§ Records supplied
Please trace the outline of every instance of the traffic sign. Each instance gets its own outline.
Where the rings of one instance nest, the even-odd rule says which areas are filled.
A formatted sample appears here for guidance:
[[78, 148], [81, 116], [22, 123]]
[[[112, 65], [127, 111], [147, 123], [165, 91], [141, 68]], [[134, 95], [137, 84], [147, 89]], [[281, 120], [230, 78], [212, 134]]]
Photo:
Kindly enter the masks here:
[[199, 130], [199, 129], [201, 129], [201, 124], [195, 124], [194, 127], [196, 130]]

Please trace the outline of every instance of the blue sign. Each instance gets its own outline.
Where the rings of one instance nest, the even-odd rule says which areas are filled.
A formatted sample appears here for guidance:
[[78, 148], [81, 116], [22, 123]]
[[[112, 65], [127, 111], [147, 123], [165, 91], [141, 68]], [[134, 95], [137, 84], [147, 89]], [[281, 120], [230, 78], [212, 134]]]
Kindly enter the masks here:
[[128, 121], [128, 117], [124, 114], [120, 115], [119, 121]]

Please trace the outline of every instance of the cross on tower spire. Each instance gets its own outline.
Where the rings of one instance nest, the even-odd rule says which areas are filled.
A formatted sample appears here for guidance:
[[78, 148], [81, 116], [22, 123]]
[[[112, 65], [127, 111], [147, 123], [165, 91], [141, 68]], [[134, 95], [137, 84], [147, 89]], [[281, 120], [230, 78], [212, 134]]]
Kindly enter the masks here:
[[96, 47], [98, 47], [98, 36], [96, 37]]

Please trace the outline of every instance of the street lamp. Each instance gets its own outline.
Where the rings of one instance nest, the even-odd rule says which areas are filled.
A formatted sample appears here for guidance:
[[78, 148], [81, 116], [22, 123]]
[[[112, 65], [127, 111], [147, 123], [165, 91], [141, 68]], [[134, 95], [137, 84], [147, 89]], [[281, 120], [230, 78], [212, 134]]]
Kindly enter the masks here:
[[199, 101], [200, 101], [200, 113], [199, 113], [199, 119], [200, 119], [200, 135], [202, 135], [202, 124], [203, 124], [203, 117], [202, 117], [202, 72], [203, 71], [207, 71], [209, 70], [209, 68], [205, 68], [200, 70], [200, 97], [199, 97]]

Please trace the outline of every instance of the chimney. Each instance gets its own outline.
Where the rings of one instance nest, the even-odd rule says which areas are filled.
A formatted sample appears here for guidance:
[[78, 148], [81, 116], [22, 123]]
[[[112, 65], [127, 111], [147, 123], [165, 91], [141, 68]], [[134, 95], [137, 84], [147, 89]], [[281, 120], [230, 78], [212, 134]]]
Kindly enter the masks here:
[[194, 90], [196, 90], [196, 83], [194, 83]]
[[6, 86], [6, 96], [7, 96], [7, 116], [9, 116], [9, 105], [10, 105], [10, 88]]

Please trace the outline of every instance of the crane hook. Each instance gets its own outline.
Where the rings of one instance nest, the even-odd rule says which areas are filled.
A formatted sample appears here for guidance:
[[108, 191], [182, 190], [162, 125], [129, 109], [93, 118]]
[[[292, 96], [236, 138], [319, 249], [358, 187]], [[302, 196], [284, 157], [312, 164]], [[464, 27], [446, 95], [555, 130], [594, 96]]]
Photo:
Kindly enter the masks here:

§ Problem to solve
What is needed is an exact copy of the lines from the start of the listing through the line where "Please trace the outline of every instance of the blue" sits, please, both end lines included and nothing more.

§ Answer for the task
Please trace the outline of every instance of the traffic sign. Each instance gets its own outline.
Where the rings of one instance nest, the even-odd rule says which areas are filled.
A formatted sample appears here for guidance:
[[78, 148], [81, 116], [22, 123]]
[[[112, 65], [127, 111], [147, 123], [165, 91], [141, 68]], [[134, 95], [137, 84], [147, 89]], [[281, 120], [230, 78], [212, 134]]]
Photo:
Kindly enter the masks here:
[[199, 130], [199, 129], [201, 129], [201, 124], [195, 124], [194, 127], [196, 130]]

Please trace the outline of every instance of the blue sign. Each instance gets its own outline.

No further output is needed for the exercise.